BEGIN AVAILABLE DATA

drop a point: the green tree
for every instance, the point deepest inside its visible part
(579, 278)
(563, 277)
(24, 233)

END AVAILABLE DATA
BEGIN AVAILABLE DATA

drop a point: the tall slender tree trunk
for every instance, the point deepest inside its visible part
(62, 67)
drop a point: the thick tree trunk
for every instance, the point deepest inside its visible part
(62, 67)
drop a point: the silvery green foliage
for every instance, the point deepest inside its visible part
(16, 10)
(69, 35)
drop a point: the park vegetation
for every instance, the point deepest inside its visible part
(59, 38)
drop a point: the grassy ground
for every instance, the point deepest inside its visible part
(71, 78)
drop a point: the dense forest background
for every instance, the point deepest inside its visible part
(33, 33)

END AVAILABLE DATA
BEGIN AVAILABLE DATA

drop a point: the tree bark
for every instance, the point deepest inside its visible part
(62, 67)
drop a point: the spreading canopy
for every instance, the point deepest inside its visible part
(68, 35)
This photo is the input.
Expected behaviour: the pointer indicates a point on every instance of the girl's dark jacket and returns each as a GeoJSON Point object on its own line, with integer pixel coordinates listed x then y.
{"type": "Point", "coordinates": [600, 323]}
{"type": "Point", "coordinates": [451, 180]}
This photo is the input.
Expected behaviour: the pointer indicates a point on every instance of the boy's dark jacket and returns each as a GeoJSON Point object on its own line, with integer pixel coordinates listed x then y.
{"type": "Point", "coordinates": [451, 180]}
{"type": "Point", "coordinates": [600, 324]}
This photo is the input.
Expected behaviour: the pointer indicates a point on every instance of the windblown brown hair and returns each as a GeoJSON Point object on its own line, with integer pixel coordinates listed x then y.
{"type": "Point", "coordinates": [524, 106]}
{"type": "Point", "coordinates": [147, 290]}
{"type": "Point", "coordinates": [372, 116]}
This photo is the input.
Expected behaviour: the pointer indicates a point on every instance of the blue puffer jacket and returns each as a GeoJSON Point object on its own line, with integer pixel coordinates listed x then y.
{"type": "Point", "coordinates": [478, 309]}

END AVAILABLE DATA

- [TASK PROMPT]: Each line of the listing above that includes the word "green" should be copied.

- [RESPONSE AREA]:
drop a point: the green tree
drop a point: the silvery green foliage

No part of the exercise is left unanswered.